Aim of the exercise: Convert the items from the line with "For the scoring pass, find every instance of the sky" up to and including the line with "[[285, 13]]" into a two-column CSV headed item_text and answer, one row per item. Put each value in a single quoted field, with line breaks changed to spaces.

Supplied records:
———
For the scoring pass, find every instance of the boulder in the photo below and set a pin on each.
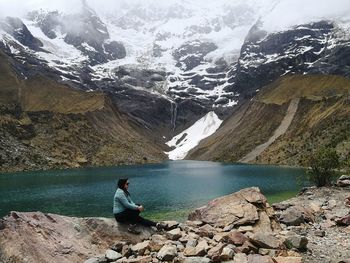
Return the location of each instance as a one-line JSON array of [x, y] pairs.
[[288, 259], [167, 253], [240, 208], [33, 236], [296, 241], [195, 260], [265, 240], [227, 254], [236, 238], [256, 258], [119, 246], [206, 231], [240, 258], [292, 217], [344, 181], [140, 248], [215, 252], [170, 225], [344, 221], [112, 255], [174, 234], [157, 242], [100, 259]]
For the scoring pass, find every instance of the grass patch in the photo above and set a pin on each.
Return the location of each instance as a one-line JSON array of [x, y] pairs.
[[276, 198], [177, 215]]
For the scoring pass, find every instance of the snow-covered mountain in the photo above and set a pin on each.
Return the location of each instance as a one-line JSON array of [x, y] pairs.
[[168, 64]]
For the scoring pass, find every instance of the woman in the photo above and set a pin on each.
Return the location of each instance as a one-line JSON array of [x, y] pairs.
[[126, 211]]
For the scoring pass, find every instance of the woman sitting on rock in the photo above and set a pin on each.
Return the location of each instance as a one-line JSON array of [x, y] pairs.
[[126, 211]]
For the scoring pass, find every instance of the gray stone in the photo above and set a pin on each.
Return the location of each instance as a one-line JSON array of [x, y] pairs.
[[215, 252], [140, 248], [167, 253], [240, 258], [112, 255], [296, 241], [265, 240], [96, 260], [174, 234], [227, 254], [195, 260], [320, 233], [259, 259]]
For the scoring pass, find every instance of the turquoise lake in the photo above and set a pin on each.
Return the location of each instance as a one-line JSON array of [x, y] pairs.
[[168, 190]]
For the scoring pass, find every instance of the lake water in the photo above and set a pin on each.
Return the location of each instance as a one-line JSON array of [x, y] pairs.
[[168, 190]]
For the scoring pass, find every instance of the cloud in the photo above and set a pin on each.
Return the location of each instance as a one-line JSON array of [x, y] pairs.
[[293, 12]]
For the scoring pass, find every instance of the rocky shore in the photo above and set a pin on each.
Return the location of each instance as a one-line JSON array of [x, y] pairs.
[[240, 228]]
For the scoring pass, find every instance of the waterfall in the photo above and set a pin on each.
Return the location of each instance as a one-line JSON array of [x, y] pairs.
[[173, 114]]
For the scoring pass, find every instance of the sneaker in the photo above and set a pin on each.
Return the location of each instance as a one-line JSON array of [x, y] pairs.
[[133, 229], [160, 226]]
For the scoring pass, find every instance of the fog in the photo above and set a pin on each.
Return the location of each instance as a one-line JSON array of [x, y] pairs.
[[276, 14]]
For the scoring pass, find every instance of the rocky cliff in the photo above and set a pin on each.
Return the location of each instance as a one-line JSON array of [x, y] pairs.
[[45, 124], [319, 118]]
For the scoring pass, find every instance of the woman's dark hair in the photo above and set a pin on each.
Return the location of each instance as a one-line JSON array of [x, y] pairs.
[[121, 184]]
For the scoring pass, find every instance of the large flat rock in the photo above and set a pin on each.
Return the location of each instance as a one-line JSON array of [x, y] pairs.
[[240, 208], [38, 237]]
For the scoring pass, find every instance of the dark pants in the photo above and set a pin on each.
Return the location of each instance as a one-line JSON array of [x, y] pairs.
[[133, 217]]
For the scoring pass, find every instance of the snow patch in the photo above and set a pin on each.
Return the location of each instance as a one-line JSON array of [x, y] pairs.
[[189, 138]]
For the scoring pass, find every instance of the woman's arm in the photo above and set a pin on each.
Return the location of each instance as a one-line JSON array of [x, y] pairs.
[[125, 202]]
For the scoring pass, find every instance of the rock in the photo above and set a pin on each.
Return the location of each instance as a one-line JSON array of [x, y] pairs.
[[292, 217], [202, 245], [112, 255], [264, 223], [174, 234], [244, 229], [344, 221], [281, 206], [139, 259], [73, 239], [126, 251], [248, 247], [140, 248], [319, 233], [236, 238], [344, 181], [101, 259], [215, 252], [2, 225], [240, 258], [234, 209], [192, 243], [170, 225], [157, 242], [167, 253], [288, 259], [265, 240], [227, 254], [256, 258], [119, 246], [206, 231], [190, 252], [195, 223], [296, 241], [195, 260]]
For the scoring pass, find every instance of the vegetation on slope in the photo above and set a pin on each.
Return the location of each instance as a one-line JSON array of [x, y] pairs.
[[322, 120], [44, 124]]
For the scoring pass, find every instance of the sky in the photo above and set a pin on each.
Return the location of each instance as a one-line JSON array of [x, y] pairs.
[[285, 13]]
———
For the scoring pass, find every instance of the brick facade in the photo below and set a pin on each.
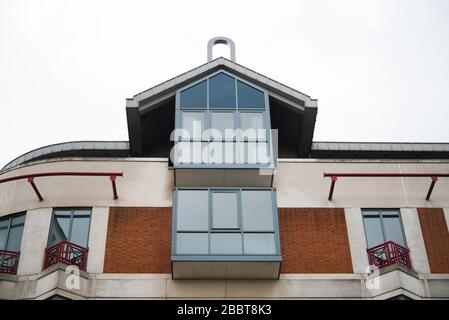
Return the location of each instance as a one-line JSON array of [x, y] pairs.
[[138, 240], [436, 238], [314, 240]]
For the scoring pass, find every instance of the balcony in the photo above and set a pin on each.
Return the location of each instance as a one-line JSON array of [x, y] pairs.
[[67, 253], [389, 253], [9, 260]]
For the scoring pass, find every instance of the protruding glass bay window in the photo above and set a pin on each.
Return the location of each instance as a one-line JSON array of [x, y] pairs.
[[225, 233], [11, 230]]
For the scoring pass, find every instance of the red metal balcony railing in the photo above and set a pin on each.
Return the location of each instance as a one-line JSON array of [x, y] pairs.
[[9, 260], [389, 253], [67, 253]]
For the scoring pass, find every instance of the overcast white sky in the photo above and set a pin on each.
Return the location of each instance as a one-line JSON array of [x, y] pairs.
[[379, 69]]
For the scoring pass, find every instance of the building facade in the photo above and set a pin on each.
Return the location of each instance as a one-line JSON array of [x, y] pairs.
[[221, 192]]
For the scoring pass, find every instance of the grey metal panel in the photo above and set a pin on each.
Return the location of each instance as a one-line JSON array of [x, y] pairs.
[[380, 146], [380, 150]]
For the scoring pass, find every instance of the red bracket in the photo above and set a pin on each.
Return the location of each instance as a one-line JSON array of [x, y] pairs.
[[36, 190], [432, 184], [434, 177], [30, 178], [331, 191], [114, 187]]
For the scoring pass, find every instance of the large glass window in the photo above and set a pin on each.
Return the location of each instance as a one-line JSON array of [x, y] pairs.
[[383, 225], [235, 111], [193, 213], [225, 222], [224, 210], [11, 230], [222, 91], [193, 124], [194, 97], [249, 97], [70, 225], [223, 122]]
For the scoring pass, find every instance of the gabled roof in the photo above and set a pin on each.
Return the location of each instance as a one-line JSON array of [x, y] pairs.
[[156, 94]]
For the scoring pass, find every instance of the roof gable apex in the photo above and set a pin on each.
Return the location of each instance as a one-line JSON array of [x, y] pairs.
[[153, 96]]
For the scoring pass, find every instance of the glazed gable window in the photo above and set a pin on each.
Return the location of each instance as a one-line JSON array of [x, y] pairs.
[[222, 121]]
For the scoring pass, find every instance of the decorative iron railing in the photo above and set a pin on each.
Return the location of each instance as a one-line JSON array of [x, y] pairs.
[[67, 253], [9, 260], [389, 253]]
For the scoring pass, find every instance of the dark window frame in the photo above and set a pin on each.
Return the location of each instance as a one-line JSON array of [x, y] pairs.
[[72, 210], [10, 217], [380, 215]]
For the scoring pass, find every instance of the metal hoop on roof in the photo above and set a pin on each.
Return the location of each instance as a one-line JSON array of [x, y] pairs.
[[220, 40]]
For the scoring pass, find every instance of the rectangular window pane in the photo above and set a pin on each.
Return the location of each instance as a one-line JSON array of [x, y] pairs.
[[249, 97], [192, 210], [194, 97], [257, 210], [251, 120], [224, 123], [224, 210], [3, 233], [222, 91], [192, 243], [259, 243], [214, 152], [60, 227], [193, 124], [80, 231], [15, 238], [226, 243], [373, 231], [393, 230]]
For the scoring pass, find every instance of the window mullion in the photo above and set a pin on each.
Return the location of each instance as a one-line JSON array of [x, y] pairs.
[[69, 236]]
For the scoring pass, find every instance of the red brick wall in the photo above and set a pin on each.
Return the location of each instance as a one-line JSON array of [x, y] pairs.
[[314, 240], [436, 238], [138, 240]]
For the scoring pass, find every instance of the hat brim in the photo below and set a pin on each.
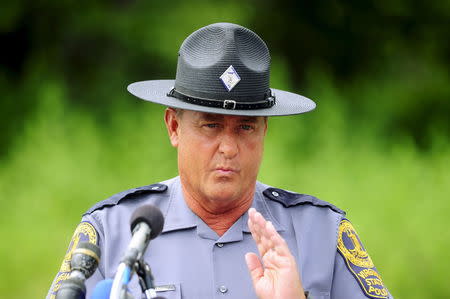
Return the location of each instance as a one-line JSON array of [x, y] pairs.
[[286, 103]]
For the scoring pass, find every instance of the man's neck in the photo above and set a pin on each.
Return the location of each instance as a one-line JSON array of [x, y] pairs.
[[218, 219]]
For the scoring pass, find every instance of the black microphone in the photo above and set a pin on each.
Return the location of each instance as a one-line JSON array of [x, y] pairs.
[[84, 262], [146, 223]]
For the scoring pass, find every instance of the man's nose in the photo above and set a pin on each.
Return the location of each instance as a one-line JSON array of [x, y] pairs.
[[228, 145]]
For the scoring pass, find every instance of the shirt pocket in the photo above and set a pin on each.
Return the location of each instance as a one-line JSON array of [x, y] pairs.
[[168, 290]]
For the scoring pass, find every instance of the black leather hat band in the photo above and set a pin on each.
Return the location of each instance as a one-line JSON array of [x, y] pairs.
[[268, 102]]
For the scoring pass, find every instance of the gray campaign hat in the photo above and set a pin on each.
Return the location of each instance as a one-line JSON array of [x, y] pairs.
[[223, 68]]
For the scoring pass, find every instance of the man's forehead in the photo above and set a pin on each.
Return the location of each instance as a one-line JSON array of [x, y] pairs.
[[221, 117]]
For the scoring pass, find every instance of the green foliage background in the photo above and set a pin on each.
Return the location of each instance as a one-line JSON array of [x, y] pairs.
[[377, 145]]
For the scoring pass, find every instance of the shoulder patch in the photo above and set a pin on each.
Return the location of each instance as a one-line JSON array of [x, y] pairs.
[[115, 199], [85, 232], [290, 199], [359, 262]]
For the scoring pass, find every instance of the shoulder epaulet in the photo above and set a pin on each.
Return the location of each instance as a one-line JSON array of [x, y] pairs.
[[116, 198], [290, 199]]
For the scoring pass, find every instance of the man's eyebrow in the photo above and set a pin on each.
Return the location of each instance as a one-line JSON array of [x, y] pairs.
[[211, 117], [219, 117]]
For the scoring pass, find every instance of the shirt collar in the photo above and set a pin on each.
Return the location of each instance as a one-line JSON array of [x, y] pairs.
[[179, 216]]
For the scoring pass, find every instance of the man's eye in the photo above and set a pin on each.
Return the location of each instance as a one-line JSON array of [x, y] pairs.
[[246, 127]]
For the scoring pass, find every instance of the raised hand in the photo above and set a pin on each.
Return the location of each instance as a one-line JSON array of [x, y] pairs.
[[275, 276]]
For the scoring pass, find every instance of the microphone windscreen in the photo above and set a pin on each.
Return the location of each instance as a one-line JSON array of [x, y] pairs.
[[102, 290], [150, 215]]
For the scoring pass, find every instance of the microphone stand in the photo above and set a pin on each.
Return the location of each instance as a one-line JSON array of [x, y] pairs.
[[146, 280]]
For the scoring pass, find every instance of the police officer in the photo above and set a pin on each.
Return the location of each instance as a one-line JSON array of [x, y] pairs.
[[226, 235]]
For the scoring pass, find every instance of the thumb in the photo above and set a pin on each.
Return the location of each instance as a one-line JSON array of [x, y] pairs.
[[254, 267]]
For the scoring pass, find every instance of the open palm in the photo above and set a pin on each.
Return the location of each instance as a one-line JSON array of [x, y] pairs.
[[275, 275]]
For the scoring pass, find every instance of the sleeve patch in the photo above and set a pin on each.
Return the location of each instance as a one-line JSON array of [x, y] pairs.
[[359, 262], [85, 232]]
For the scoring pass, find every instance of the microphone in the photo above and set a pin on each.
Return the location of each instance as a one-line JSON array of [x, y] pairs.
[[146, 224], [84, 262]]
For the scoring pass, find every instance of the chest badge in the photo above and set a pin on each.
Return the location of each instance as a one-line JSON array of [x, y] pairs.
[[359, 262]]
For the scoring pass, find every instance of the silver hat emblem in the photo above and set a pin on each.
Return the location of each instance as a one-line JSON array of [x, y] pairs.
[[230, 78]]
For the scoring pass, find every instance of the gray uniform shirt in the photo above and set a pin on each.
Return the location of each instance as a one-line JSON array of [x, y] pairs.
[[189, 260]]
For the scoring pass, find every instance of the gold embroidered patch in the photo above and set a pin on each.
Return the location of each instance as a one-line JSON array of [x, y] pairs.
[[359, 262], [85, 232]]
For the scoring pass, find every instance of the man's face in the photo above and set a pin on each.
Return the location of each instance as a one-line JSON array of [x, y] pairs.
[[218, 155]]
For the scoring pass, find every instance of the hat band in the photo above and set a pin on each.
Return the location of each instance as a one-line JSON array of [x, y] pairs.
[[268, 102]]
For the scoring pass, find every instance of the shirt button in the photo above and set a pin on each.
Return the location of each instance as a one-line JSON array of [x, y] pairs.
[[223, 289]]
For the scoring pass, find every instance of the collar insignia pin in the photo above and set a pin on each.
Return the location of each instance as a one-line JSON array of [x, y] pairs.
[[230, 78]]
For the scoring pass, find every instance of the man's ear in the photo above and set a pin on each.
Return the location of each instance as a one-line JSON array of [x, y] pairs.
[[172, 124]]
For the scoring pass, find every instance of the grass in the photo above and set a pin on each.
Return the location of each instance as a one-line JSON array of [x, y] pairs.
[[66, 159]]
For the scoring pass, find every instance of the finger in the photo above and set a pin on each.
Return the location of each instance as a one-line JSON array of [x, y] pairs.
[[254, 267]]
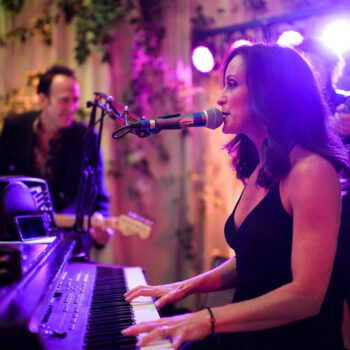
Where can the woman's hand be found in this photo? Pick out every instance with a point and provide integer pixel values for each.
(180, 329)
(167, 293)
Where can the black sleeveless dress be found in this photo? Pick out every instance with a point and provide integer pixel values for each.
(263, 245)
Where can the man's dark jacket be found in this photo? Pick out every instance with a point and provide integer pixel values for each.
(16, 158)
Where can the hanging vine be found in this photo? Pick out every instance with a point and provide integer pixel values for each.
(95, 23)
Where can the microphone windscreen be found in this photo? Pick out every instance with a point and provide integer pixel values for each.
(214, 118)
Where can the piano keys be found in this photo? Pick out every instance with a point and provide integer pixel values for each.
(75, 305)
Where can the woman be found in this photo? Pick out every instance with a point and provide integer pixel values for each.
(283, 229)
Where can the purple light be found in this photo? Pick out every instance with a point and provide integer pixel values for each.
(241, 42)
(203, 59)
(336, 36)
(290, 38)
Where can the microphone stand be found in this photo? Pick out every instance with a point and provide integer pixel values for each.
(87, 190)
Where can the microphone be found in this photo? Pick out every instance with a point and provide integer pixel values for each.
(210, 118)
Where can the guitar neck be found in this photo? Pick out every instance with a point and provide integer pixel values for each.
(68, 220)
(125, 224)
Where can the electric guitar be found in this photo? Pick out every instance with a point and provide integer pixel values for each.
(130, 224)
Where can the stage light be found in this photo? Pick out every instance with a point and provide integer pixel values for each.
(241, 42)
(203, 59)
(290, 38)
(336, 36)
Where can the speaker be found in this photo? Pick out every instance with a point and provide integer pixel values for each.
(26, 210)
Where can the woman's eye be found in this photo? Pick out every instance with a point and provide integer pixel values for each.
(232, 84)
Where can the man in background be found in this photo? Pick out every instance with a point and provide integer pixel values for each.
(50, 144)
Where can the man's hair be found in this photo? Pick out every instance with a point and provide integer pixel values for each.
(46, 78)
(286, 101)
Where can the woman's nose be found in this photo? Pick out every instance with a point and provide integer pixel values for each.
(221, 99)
———
Output below:
item_text,answer
"For the scoring pass, find every instance of the sky in the photo above and set a pin on each. Return the location of each instance as a one-line JSON array of [x, y] pairs.","[[285, 13]]"